> **PASSAGE**
--- Begin ---

Current Risk Management Practices:
NIST solicits information about how organizations assess risk; how cybersecurity factors into that risk assessment; the current usage of existing cybersecurity frameworks, standards, and guidelines; and other management practices related to cybersecurity. In addition, NIST is interested in understanding whether particular frameworks, standards, guidelines, and/or best practices are mandated by legal or regulatory requirements and the challenges organizations perceive in meeting such requirements. This will assist in NIST’s goal of developing a Framework that includes and identifies common practices across sectors.
“Current Risk Management Practices” Section Questions and ISA Responses:
1. What do organizations see as the greatest challenges in improving cybersecurity practices across critical infrastructure?
A. Research Consistently Shows the Biggest Challenges are Economic.
There has been a fair amount of research on the question of what is the greatest challenge to the improvement of cyber security, and the data points in one direction: the single biggest obstacle to cyber security improvement across critical infrastructure (and non-critical infrastructure) is cost. Among the empirical research that has documented this fact are the large-scale studies conducted by PricewaterhouseCoopers, CIO Magazine, and CSIS & McAfee.

--- End ---

> **PROVIDED MATERIAL**
--- Begin ---

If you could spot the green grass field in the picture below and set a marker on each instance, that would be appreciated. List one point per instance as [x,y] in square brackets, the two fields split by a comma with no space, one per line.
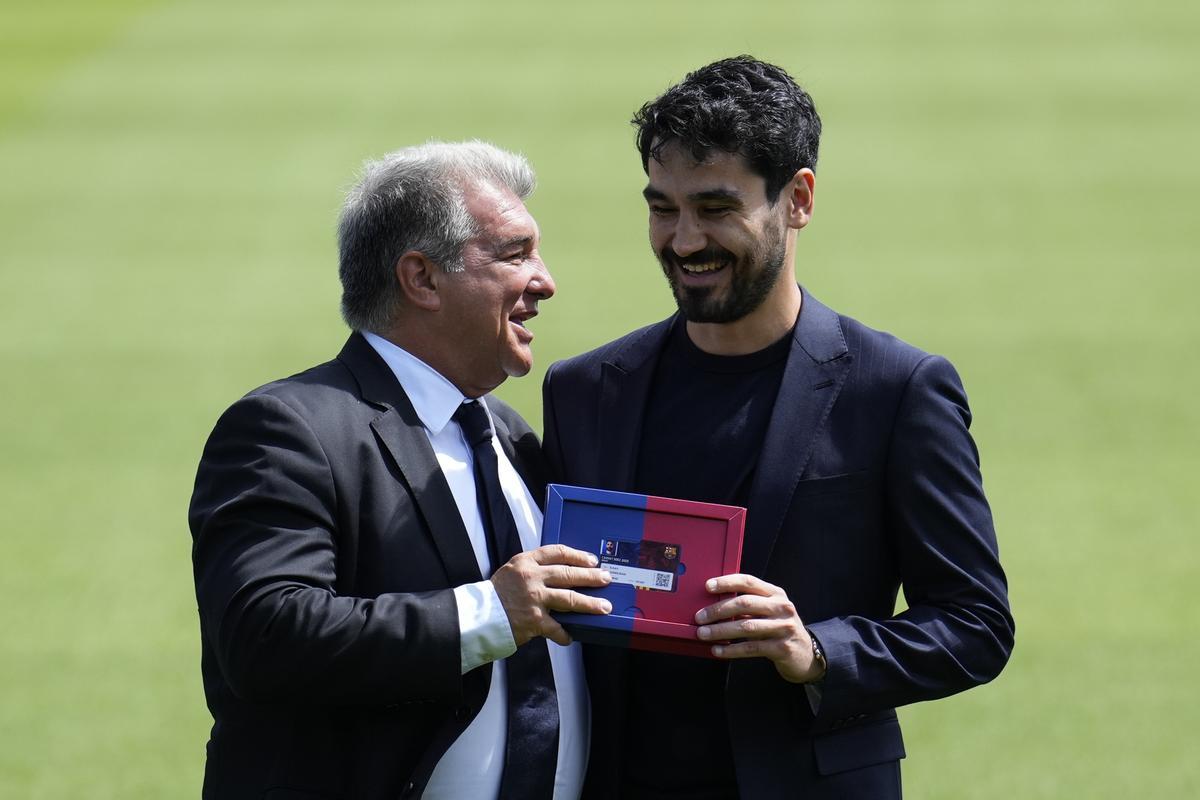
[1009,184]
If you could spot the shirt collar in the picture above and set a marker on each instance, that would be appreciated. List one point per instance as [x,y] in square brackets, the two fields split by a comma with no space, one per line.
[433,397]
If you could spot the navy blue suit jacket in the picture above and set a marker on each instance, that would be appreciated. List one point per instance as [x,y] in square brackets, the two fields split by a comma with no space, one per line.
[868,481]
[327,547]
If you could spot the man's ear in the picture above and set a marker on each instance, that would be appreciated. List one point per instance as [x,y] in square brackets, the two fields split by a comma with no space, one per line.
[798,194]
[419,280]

--- End ---
--- Begin ---

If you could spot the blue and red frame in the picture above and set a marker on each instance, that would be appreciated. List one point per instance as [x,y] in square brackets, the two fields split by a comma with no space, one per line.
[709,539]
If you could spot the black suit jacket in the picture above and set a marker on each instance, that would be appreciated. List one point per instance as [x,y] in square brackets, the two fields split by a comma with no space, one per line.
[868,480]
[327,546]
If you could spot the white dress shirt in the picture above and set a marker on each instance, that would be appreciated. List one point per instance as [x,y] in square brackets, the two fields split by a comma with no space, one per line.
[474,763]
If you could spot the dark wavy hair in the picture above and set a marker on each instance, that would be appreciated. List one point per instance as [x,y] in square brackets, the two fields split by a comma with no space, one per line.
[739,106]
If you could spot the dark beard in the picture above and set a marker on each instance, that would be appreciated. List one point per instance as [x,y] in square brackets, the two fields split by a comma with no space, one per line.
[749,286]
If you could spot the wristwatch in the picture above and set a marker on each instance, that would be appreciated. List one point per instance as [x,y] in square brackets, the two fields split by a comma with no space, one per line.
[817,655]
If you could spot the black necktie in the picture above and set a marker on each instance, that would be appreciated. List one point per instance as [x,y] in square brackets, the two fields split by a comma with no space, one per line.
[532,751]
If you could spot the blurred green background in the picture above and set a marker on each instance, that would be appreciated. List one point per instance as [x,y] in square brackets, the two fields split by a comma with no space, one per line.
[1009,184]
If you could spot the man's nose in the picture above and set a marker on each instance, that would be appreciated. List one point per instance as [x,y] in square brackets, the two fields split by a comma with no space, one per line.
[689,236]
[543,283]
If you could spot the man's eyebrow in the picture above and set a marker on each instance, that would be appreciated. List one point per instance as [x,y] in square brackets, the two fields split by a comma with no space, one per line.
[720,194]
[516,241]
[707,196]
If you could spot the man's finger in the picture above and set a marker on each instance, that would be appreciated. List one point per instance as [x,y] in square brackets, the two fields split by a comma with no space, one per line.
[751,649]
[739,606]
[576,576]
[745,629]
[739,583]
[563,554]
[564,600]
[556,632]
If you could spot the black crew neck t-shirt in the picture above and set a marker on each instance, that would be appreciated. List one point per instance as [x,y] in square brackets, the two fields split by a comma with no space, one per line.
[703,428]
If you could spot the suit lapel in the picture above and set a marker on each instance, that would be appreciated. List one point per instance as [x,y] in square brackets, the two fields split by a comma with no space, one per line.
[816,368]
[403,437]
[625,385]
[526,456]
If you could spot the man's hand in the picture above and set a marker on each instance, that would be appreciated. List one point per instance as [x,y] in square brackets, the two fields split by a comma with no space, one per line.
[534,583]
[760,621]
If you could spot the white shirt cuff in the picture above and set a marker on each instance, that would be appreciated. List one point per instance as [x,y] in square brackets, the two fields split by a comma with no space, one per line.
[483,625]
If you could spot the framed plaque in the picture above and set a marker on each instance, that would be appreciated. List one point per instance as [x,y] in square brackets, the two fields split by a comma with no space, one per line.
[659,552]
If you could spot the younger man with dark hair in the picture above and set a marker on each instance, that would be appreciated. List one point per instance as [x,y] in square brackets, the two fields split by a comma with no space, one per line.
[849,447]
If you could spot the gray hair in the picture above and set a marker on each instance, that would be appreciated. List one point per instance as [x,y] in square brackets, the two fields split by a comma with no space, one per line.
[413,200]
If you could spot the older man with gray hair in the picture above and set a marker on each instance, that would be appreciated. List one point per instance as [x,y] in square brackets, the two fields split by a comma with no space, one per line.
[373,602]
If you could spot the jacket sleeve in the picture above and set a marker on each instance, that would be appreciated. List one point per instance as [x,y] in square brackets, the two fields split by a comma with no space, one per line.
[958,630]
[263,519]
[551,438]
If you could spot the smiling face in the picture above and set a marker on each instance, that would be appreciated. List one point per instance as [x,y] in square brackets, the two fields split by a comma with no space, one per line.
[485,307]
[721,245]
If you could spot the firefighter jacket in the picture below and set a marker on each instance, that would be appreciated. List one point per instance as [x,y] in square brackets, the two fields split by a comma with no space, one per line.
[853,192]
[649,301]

--- End ---

> **WHAT THE EXERCISE ASKS**
According to the passage on current risk management practices, what is the single biggest obstacle to cybersecurity improvement across critical infrastructure?

> **RESPONSE TO THIS TASK**
Cost.